■ Written problem 1:
Copy the passage of the article on the lost social work files from "The incident was" to "which it holds.", preserving its wording.

■ Extracted text:

Confidential social work files were lost after being dropped in a car park in Dumfries last week.

The incident was the third security breach at Dumfries and Galloway Council since March 2011.

The authority said its new policy would provide extra safeguards for the information which it holds.

The social work files were found by tourists who handed them in to police.

The incident has been reported to Scotland's Information Commissioner.

Earlier this year, the council accidentally sent contact details of more than 2,000 childminders to child care groups in the region.

Last year the salary details of about 900 council staff were inadvertently released and later posted online by a third party website.

Director of social work John Alexander said he had already put arrangements in place to ensure there could be no repeat of the latest incident.

Start Quote

The frequency with which this council is having to report itself to the Information Commissioner is becoming an embarrassment”

End Quote Councillor Ronnie Nicholson

"I can confirm that a social worker dropped a file containing case information in the social work car park on Irish Street in Dumfries," he said.

"The file was next to the staff member's car close to the social work building.

"The social worker found the file was missing within five minutes and recovered it from the police station within 20 minutes."

Deputy council leader Brian Collins said such incidents were "exactly" the reason why the council had agreed its new policy.

"Whilst such plans minimise the risk of a data breach, we can never eliminate human error entirely," he said.

"We can always learn from such incidents and social work will be checking procedures to see what can be done to make further improvements and make personal data even more secure.

"As far as this incident is concerned, it will be the subject of a report to the Information Commissioner who will determine what action, if any, is to be taken."

However, local Labour politicians said the policy was "already out of date", having been written before the most recent incidents.

Group leader Ronnie Nicholson said: "Leaks of the public's personal information are becoming endemic within this council.

"Council leaders need to get a grip or local people will wonder whether the council can be trusted with any confidential and sensitive information they hold."

He said it showed the ruling Conservative/SNP coalition was "learning nothing" from previous problems.

"The frequency with which this council is having to report itself to the Information Commissioner is becoming an embarrassment," he added.

■ Written problem 2:
Count the lines in the entries below that contain the string "diesel", and reply with the number alone.

■ Supplied entries:
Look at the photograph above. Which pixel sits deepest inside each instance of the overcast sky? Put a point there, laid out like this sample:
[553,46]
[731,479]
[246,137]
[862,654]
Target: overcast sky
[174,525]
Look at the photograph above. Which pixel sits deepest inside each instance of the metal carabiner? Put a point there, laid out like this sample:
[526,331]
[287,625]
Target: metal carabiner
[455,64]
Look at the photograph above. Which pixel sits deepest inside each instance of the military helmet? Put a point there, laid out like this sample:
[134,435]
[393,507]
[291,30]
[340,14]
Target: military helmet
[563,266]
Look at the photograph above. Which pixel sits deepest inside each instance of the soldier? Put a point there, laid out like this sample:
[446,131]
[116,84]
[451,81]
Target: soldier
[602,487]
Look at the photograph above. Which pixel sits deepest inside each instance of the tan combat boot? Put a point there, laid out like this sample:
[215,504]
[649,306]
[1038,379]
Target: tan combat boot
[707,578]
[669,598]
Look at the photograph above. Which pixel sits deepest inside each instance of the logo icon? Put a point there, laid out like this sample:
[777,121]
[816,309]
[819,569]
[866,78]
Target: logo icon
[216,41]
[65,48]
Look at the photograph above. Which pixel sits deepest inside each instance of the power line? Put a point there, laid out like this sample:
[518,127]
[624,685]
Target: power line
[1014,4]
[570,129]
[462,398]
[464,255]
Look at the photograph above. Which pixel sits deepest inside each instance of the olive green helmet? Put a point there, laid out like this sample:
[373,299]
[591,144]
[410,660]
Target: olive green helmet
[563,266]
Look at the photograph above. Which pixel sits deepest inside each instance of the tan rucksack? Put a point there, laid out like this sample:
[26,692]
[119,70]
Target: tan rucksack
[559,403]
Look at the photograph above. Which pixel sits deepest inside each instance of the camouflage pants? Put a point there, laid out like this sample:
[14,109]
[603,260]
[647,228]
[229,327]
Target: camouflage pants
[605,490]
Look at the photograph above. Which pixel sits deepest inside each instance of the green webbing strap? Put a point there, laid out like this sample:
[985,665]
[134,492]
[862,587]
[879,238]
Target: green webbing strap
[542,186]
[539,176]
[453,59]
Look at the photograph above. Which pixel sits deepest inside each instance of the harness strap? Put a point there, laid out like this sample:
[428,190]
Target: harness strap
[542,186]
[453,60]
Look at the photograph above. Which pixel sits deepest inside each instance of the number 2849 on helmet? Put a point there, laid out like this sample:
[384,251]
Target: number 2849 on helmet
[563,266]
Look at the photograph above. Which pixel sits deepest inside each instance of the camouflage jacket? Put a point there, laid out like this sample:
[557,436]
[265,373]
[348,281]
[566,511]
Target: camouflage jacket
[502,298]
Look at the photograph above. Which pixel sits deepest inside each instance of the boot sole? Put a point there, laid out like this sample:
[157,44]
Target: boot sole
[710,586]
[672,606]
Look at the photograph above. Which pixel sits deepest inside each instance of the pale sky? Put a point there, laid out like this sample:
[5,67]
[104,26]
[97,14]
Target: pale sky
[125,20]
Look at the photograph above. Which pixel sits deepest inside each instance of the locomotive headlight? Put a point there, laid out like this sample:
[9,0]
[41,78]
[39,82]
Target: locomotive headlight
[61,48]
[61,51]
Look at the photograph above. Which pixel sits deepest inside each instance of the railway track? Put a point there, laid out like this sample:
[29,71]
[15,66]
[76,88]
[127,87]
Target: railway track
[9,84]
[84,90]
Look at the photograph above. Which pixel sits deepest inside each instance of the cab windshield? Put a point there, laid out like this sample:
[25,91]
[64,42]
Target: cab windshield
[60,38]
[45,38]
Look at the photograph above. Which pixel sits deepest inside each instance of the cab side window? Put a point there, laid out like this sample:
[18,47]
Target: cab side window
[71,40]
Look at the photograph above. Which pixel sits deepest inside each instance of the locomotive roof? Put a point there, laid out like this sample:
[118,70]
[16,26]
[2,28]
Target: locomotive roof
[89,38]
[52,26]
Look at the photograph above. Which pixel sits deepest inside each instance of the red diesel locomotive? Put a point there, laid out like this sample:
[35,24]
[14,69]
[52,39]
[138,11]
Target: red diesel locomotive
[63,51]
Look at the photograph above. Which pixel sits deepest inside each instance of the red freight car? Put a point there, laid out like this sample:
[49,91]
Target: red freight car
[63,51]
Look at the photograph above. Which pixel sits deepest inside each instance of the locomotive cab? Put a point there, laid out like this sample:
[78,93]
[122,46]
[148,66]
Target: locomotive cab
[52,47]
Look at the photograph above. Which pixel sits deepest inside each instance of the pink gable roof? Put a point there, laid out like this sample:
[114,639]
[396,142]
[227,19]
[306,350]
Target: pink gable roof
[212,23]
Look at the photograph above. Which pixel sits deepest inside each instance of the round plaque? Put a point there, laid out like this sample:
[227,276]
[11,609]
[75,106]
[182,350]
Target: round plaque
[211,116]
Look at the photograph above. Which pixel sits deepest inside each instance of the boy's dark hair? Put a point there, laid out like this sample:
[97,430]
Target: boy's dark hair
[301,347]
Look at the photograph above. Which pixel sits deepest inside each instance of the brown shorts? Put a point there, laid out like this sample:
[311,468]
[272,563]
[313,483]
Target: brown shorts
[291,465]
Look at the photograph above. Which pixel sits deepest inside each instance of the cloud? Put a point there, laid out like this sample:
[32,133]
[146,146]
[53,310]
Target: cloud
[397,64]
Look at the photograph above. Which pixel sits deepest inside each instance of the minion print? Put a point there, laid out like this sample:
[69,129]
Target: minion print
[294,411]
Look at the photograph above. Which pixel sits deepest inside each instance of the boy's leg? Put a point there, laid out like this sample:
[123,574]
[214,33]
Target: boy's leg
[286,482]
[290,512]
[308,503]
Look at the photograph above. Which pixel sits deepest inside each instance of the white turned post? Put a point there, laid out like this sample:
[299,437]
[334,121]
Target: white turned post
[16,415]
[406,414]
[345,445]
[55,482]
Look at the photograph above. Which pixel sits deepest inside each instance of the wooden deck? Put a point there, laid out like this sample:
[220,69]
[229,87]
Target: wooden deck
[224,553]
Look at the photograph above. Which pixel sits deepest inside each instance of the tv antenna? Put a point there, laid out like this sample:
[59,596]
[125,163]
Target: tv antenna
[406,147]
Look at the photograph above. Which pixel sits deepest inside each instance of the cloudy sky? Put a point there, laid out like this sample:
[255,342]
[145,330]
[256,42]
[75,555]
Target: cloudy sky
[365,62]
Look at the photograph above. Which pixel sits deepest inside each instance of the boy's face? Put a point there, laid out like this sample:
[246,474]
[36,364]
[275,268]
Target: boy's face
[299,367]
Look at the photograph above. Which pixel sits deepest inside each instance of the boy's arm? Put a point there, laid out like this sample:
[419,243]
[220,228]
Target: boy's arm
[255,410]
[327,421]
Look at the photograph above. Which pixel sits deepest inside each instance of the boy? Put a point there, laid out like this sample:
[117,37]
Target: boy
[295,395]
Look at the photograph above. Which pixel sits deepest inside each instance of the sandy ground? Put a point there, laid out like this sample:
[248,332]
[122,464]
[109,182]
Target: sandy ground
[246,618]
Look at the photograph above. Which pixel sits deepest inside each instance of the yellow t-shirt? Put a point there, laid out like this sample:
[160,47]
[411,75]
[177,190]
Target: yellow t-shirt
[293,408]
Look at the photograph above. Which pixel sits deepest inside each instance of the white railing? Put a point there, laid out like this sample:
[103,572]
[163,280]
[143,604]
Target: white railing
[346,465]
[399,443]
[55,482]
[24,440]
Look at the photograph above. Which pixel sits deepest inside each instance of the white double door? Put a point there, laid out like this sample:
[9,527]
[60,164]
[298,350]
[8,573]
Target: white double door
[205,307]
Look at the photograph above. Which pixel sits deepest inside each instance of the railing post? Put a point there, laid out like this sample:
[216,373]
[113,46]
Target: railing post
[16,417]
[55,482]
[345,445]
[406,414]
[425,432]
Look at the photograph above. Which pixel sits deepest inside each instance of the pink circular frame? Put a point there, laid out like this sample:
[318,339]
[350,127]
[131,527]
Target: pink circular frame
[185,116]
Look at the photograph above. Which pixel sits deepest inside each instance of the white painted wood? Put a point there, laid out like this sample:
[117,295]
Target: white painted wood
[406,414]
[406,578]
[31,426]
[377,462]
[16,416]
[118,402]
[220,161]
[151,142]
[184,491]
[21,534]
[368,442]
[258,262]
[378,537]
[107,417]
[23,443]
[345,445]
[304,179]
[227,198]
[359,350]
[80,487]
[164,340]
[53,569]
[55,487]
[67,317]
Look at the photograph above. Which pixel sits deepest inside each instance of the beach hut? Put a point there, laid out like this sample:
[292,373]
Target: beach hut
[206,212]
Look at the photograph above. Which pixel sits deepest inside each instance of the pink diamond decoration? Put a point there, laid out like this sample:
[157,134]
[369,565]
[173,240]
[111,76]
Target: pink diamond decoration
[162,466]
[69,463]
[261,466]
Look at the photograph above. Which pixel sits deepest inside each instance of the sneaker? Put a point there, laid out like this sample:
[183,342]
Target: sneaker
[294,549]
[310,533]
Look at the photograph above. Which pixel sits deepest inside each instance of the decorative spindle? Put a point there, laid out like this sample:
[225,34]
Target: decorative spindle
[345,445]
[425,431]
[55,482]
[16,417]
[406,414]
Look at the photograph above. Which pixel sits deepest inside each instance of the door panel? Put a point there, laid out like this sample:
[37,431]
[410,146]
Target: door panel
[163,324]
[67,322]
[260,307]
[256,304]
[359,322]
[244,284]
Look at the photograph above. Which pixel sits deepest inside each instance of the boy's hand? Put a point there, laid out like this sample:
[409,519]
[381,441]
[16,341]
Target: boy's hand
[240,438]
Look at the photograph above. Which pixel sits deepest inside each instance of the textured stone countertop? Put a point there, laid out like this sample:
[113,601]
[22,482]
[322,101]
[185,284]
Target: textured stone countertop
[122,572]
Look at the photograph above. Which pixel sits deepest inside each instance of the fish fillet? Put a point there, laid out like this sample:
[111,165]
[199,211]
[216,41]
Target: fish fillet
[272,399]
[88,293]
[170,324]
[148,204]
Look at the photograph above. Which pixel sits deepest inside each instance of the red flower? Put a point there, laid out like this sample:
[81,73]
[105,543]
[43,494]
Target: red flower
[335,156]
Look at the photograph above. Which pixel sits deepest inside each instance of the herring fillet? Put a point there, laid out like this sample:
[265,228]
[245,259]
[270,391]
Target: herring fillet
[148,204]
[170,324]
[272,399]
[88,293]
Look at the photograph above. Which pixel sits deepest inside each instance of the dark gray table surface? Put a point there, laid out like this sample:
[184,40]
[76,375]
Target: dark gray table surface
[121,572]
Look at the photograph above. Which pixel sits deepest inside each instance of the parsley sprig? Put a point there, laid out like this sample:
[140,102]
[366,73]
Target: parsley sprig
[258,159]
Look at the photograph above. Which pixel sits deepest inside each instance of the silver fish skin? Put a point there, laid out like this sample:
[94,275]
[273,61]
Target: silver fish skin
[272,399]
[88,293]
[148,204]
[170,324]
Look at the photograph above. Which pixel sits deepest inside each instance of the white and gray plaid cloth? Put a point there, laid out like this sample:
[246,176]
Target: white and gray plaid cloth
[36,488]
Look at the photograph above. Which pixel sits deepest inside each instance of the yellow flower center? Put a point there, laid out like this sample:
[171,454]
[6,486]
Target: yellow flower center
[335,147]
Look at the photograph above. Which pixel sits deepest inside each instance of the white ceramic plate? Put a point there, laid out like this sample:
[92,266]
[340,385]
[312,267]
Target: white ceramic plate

■ Written answer 1:
The incident was the third security breach at Dumfries and Galloway Council since March 2011.

The authority said its new policy would provide extra safeguards for the information which it holds.

■ Written answer 2:
2